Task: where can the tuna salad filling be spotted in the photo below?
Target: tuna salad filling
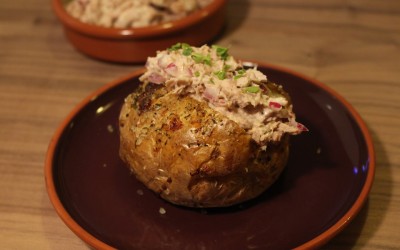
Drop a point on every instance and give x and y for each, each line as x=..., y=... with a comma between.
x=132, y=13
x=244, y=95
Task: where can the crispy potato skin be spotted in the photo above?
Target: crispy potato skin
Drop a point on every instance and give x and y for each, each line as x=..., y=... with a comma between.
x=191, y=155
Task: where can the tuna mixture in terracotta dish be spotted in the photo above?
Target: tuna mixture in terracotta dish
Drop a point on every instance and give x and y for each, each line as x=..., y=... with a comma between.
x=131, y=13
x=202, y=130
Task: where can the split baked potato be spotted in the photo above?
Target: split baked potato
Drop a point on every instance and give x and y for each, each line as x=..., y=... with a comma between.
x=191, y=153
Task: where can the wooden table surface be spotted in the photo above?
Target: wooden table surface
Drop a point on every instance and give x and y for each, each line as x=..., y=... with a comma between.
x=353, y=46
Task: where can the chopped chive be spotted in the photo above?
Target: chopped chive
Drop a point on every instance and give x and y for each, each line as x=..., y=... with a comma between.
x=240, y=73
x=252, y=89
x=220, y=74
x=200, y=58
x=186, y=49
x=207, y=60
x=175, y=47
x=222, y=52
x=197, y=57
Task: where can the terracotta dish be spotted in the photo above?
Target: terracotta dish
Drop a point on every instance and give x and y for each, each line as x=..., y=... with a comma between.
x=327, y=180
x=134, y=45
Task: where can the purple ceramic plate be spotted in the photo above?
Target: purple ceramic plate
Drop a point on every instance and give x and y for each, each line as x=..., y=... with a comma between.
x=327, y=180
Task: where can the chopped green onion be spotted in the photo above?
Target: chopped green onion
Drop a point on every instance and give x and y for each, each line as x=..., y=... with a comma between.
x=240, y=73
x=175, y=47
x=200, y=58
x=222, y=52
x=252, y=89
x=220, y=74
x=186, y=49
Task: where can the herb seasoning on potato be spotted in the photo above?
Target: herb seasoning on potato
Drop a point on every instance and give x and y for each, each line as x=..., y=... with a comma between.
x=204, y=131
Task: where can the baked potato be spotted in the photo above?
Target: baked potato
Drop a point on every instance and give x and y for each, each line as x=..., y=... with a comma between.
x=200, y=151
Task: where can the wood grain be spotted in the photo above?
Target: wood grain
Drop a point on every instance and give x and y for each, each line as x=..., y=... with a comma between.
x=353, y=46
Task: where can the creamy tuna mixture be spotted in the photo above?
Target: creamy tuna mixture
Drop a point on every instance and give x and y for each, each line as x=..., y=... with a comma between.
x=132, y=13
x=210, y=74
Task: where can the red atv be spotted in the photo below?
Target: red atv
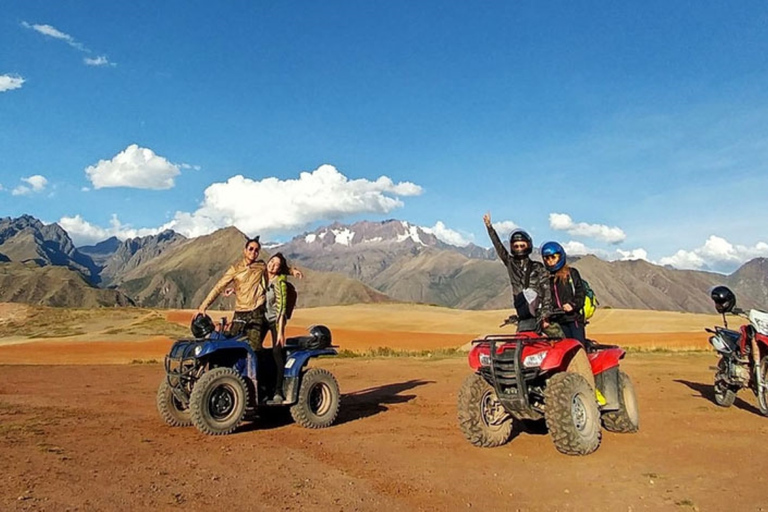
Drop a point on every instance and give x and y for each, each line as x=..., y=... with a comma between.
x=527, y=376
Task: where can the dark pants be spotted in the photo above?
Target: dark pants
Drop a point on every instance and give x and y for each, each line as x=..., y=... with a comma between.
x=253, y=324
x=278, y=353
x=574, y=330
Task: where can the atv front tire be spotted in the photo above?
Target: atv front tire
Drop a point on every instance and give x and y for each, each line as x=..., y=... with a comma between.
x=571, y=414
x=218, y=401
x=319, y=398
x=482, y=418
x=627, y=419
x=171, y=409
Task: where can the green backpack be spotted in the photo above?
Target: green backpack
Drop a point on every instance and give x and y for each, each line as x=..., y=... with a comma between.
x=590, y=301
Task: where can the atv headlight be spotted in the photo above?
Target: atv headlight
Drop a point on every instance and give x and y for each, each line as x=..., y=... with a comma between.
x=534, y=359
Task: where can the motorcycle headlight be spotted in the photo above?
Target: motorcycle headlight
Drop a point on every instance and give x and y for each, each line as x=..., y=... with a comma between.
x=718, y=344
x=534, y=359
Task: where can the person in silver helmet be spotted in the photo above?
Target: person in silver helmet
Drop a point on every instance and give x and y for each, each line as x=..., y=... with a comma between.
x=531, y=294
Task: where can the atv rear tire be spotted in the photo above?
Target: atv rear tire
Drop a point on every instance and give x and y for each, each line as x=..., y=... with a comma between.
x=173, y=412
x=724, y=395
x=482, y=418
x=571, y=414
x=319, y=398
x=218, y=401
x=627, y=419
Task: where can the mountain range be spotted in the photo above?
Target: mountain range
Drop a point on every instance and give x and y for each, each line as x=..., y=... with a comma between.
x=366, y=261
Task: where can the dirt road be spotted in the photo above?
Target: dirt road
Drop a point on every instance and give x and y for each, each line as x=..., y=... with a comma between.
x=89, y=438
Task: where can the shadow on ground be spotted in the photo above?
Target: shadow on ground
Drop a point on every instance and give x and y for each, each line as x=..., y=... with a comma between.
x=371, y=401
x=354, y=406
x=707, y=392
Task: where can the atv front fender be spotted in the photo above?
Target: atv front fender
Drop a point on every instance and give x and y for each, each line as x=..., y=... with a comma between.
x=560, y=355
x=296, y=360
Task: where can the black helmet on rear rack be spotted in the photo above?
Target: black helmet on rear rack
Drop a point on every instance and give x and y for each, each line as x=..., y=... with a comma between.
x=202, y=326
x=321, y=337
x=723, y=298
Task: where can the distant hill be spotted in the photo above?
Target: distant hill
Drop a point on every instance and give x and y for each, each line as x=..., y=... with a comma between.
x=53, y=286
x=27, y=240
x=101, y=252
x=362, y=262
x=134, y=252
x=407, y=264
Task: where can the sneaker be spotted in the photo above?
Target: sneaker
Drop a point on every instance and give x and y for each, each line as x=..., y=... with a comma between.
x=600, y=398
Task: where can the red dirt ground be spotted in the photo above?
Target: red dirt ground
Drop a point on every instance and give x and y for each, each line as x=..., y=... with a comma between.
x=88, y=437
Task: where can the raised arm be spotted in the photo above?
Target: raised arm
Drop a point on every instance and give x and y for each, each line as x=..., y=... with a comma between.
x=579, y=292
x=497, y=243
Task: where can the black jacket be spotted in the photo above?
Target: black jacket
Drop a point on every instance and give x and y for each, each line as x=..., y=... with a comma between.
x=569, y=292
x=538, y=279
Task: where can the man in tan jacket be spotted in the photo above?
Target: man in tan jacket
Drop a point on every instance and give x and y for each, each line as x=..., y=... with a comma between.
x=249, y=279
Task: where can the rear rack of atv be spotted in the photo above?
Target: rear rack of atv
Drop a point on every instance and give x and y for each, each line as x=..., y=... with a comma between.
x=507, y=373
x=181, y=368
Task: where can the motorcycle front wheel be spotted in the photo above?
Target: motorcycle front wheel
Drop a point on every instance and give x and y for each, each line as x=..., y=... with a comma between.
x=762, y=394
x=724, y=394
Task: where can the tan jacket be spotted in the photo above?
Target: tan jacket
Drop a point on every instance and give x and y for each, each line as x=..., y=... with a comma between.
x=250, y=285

------------------------

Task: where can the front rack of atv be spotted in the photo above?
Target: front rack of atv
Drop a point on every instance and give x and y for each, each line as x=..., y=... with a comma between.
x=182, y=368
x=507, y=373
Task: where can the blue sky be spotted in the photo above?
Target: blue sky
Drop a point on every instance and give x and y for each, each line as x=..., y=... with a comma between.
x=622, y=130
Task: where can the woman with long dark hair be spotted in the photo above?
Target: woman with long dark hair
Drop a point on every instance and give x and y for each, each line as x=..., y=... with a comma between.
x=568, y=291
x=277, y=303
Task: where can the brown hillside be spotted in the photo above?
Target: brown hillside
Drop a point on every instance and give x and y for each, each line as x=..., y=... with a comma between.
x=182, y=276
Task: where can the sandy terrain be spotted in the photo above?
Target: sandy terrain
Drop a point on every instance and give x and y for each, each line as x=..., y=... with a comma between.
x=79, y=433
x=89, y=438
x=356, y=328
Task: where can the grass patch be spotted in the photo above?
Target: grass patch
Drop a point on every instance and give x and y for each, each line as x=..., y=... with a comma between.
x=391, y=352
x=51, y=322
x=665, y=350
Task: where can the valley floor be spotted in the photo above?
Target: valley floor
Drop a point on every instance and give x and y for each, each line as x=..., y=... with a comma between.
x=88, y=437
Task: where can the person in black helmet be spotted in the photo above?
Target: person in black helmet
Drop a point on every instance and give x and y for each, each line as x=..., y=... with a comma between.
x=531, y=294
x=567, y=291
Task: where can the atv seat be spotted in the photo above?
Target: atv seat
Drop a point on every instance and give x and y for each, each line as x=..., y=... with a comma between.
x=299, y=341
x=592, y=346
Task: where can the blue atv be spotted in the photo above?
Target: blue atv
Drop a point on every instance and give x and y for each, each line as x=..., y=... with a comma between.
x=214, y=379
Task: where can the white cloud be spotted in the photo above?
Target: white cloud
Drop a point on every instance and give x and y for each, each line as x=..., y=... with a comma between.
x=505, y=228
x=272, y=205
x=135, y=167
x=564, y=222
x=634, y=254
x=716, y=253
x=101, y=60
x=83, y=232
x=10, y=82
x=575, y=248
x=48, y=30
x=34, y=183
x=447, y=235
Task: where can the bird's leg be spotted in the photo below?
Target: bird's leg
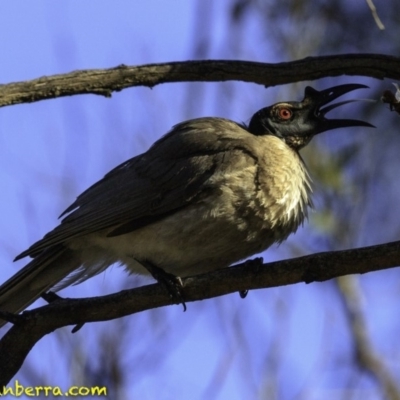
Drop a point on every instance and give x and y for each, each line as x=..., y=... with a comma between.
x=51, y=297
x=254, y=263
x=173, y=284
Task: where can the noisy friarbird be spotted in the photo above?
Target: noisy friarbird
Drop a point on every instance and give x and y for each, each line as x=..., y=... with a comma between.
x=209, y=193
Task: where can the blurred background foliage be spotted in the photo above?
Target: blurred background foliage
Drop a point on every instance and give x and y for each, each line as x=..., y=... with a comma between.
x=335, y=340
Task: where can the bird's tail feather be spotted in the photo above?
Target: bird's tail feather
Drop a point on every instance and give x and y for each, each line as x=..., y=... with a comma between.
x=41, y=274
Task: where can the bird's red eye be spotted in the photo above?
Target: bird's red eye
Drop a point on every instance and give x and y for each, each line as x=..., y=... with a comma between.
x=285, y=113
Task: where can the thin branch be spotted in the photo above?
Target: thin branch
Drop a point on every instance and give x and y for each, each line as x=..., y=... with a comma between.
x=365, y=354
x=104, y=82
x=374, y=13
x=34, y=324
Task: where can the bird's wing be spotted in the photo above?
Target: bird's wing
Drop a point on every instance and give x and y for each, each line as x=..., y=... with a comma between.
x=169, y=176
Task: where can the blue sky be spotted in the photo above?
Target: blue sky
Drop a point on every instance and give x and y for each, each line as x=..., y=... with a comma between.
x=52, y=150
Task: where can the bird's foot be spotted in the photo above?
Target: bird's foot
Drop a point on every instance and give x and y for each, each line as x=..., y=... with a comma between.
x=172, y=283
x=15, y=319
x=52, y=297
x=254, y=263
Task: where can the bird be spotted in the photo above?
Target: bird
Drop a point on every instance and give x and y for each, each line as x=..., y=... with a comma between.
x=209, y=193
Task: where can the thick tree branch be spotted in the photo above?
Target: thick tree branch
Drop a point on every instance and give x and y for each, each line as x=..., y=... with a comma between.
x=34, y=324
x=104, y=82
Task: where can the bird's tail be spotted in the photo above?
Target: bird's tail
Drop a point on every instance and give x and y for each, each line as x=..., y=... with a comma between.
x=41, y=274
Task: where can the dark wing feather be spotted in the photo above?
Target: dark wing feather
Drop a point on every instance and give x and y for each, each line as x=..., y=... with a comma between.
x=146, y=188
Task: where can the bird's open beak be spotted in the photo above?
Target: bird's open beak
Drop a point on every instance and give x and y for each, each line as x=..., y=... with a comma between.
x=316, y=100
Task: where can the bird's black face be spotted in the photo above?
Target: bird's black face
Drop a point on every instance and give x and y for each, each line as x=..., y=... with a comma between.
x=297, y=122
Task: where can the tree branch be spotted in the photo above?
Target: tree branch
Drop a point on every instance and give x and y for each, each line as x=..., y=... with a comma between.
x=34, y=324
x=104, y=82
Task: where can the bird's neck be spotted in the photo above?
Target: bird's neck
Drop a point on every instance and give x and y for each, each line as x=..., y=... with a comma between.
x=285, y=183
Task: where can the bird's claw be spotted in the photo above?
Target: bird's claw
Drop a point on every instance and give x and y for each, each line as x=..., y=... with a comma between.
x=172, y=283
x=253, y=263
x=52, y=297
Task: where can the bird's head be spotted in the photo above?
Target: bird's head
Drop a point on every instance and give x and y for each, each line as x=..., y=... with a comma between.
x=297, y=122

------------------------

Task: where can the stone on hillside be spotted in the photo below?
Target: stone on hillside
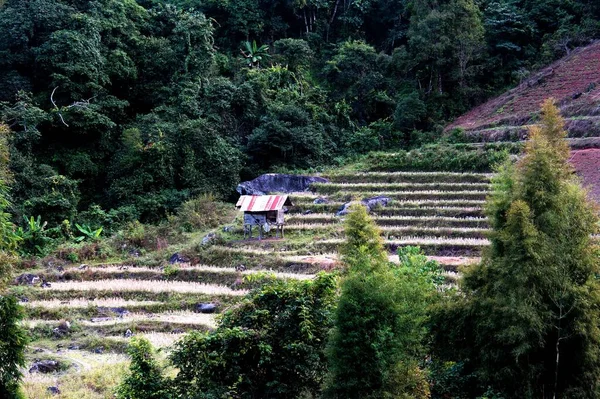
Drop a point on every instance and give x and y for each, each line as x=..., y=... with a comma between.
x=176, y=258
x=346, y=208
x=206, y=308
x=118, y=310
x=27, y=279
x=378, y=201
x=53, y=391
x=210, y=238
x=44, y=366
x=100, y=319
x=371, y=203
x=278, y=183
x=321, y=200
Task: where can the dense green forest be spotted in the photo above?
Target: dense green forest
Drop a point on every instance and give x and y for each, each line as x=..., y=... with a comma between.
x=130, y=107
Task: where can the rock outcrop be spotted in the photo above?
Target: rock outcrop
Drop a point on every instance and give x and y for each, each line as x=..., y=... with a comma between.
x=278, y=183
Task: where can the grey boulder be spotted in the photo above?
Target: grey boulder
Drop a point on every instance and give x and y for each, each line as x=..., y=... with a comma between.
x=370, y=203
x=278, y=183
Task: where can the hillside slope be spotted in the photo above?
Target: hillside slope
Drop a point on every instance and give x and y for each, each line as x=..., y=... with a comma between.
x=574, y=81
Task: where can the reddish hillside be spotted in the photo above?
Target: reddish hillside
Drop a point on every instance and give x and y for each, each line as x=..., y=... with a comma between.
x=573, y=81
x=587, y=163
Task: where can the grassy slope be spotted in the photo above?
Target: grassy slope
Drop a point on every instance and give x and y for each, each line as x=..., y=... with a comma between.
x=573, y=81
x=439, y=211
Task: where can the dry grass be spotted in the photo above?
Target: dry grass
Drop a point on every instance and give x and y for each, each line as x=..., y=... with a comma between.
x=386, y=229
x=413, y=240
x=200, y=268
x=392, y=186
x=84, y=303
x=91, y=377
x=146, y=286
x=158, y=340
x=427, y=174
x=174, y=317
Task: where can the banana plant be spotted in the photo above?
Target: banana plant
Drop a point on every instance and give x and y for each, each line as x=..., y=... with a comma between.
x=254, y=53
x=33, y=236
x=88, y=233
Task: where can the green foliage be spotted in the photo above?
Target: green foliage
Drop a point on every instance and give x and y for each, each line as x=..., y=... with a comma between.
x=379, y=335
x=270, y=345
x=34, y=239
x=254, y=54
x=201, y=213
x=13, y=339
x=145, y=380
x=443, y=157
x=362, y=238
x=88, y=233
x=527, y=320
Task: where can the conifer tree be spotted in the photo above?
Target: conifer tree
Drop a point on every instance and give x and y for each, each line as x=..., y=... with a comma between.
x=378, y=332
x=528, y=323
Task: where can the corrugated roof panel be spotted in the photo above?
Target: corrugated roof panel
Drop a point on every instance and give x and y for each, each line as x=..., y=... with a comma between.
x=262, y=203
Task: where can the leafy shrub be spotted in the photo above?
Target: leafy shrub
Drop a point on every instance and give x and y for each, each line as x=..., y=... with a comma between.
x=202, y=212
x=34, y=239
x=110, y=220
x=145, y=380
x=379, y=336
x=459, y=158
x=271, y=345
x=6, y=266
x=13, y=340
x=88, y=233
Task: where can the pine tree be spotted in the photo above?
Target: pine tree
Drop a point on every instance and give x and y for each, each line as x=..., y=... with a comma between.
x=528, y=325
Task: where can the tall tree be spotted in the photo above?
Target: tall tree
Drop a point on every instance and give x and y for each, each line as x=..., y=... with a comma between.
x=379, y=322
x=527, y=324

------------------------

Can you change "grassy slope" to "green meadow" in everything from the line containing "Task: where can the grassy" down to the line containing "x=439, y=211" and give back only those lines, with nothing else altered?

Task: where can the green meadow be spotted in the photo above?
Target: green meadow
Drop a point on every instance and give x and y for each, each line as x=..., y=... with a comma between.
x=573, y=81
x=439, y=211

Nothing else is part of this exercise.